Available records:
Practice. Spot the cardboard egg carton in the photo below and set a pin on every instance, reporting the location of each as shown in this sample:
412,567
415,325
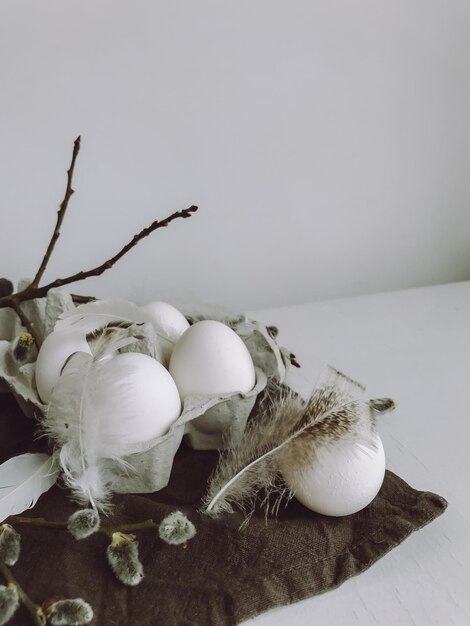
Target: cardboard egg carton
206,422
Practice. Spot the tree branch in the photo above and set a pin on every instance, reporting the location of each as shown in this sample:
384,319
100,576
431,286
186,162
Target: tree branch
60,214
32,292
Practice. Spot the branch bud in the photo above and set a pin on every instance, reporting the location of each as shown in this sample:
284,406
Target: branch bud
75,612
6,287
123,557
10,546
9,602
176,529
83,523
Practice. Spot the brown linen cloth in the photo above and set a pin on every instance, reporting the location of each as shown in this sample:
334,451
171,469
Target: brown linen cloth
223,576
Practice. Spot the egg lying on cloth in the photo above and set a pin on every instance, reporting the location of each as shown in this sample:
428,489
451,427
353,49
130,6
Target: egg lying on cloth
168,321
136,398
342,478
53,354
210,359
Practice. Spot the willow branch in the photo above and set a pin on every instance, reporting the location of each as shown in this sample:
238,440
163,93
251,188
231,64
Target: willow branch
32,292
60,214
34,609
105,529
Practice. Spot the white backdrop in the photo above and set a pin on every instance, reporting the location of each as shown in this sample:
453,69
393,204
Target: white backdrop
325,141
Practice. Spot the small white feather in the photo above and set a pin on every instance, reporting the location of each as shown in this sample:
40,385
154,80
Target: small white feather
23,479
79,426
93,316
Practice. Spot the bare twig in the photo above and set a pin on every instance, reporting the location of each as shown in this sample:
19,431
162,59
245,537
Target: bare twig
15,305
34,609
60,215
78,299
32,292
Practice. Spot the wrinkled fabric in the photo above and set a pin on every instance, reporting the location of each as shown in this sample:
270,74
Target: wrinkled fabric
223,576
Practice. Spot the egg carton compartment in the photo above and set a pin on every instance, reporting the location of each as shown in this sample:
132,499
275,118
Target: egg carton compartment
206,422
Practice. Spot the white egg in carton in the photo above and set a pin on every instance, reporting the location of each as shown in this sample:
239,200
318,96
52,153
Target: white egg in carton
207,420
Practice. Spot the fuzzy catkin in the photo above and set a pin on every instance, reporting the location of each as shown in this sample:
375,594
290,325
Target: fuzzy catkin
123,557
10,544
83,523
74,612
9,602
176,529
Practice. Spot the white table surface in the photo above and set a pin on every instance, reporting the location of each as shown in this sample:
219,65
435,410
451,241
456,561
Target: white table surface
413,346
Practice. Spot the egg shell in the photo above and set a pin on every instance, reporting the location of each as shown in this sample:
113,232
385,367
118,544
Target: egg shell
168,321
342,479
53,353
137,398
209,359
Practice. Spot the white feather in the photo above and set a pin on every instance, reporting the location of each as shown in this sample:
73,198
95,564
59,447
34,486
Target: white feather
92,316
79,427
23,479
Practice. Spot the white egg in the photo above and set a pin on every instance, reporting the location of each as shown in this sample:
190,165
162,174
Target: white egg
168,321
54,352
342,479
136,397
209,359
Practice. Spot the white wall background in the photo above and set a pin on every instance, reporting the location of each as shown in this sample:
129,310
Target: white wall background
326,142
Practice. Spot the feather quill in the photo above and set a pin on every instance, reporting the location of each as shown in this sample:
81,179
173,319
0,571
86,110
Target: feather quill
287,429
23,479
74,422
93,316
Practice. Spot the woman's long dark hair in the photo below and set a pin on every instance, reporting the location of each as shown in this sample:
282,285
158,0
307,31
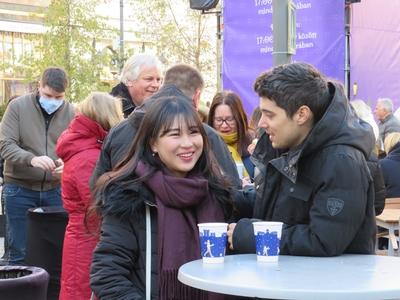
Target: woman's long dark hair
158,119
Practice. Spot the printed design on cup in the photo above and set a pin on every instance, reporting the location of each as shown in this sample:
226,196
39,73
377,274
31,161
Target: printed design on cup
267,243
212,244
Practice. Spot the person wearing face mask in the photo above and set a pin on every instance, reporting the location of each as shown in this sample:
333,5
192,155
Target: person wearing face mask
140,78
30,128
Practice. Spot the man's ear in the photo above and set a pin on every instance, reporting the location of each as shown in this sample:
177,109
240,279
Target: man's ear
303,115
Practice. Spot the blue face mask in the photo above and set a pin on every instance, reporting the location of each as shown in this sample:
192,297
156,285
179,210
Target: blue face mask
50,105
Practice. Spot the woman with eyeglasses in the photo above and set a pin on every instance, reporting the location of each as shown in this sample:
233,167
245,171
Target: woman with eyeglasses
228,117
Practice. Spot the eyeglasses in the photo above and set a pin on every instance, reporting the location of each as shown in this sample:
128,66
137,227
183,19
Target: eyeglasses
229,121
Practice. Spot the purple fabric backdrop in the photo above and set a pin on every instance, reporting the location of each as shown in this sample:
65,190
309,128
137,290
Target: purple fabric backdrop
375,50
247,48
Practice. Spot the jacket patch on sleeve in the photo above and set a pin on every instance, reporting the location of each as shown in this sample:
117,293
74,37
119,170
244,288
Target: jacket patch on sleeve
334,206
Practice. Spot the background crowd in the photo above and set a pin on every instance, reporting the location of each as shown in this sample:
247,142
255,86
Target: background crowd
134,167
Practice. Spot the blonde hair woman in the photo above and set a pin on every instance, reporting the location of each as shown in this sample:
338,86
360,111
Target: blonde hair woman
79,147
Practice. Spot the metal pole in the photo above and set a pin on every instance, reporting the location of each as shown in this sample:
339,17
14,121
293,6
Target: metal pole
347,51
280,21
121,35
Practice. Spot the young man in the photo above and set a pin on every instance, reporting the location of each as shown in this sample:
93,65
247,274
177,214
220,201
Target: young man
314,176
29,131
182,80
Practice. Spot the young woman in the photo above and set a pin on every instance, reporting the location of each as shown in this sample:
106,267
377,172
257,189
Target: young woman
79,147
228,117
168,183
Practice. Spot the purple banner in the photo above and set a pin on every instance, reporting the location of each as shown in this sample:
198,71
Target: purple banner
248,41
375,50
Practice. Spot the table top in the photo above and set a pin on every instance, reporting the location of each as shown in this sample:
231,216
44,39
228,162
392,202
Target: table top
389,215
298,277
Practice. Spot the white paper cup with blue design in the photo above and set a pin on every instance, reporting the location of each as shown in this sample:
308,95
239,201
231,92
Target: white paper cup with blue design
213,238
268,238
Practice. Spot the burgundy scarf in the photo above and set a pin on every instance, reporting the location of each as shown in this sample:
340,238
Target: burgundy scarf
182,203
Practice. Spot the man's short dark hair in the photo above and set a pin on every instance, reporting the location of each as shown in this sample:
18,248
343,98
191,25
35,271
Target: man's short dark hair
185,78
55,78
292,85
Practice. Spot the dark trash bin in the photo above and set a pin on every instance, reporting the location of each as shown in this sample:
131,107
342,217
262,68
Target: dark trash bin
44,243
23,283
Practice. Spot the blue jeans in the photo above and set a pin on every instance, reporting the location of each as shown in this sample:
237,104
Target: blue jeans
18,200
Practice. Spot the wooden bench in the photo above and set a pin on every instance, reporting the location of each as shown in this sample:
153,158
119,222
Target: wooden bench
392,203
389,219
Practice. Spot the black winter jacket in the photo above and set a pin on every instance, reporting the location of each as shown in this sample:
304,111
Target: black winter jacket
322,190
391,171
117,142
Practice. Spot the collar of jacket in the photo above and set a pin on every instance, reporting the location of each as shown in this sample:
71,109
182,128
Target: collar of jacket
287,163
121,91
387,118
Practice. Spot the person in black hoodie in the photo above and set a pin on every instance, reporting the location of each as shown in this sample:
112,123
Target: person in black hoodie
180,80
315,177
140,78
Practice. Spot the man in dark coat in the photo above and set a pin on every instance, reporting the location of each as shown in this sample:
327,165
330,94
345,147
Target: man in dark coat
140,78
315,177
179,80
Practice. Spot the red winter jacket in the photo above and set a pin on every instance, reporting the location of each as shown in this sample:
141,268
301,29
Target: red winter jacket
79,147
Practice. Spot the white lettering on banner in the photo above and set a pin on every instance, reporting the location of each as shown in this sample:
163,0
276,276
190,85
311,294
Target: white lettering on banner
308,35
303,45
266,49
262,2
264,39
265,11
301,5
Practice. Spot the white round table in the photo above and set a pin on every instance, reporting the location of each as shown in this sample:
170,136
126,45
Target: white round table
297,277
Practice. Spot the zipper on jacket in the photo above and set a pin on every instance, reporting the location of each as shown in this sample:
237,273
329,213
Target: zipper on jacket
47,125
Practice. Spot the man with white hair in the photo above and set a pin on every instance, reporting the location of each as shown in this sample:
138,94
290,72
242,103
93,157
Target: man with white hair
387,121
140,78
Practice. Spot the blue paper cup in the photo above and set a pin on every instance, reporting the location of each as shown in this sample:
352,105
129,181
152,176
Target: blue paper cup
268,238
213,238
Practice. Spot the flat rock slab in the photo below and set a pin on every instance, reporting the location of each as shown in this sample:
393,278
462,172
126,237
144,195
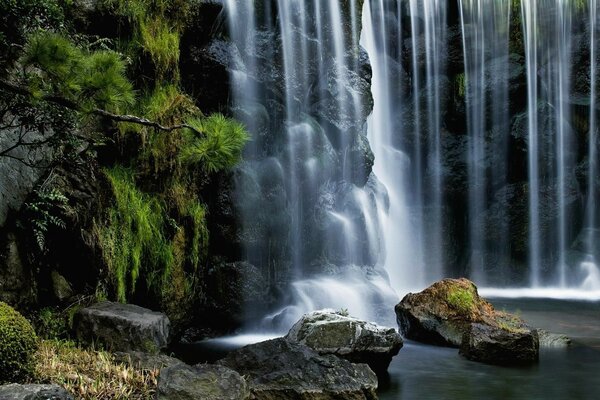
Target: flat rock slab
492,345
200,382
122,327
281,370
330,332
33,392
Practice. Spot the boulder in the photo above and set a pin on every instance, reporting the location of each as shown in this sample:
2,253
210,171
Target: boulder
443,312
451,313
122,327
200,382
331,332
493,345
279,369
33,392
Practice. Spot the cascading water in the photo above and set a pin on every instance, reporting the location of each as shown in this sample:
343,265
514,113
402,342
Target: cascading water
309,204
485,32
476,132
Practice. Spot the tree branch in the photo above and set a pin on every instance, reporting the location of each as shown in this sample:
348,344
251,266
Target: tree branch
64,102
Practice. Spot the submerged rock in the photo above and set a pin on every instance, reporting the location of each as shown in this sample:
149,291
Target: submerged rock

Exercise instructions: Copy the final stretch of lines, starting at the one that holds "Practice. Spot the flat" and ending at the last line of the data, exactly; omit pictures.

Correct output:
Practice. Spot the flat rock slab in the photo below and set a pin on every instance, reporting the location of each as shown in this sample:
393,278
462,172
126,237
144,195
Target: flat rock slab
492,345
200,382
122,327
281,370
330,332
33,392
Practice. Spot the boulder in the photo above and set a pin on every instance, reporting the location of each as shown in this sample:
2,253
210,171
Target: boulder
443,312
451,313
122,327
200,382
331,332
493,345
279,369
33,392
Practice. Spot the cascading water in the photo above and set a pin on every instance, reporting the location of each as shown in this sample:
343,265
514,113
402,342
Target: cascading water
309,204
485,32
476,132
Practice. Spot the tree branch in the photo above and set a pin on every instance, reporting the location of each as shown in this sample:
348,344
251,266
Target: tree branch
64,102
Practice. Spot the submerged rock in the photo above and set a pin on every instance, reporting the location of each as shown in this sample:
149,291
Target: submerged rock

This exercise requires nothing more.